[EXERCISE TASK]
Show every line below that contains the string "coat", copying each one unchanged. Case matters.

[RECORDS FOR THIS EXERCISE]
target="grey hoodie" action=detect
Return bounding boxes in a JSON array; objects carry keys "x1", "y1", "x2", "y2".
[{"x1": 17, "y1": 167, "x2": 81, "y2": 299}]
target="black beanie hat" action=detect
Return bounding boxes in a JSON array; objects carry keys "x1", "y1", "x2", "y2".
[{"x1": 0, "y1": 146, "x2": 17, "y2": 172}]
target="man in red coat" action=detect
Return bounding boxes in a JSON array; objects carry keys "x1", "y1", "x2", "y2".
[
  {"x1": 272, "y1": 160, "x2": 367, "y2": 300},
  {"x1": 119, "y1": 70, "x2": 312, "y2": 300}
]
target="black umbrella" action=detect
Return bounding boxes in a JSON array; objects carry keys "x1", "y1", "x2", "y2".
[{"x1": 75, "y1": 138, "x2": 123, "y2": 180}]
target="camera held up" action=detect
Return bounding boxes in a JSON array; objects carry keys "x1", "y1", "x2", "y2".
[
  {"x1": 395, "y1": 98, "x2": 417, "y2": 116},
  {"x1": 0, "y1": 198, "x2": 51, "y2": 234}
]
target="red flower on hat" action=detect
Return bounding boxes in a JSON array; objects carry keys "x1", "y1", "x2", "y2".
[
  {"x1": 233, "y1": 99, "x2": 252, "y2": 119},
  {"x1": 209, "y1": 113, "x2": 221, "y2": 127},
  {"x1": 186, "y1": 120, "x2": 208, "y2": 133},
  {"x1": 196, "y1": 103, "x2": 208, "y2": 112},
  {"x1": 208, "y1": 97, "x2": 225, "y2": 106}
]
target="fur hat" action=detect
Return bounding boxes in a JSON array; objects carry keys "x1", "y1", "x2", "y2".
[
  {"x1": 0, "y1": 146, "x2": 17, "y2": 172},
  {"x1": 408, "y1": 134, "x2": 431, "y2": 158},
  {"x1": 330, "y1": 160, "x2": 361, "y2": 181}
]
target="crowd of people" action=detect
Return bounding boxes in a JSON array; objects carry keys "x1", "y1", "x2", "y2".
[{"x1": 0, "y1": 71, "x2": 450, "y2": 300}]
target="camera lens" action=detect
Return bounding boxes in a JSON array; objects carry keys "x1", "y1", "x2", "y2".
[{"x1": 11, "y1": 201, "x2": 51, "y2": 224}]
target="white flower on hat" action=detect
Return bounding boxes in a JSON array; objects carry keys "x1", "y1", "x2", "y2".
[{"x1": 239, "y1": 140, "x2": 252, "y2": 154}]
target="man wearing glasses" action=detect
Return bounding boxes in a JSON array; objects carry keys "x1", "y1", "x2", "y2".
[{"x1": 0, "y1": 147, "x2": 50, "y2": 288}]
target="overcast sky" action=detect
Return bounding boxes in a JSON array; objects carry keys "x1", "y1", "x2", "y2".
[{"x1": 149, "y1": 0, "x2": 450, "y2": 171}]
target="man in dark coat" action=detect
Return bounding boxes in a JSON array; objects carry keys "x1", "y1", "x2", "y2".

[TASK SOLUTION]
target="man in red coat" action=detect
target="man in dark coat" action=detect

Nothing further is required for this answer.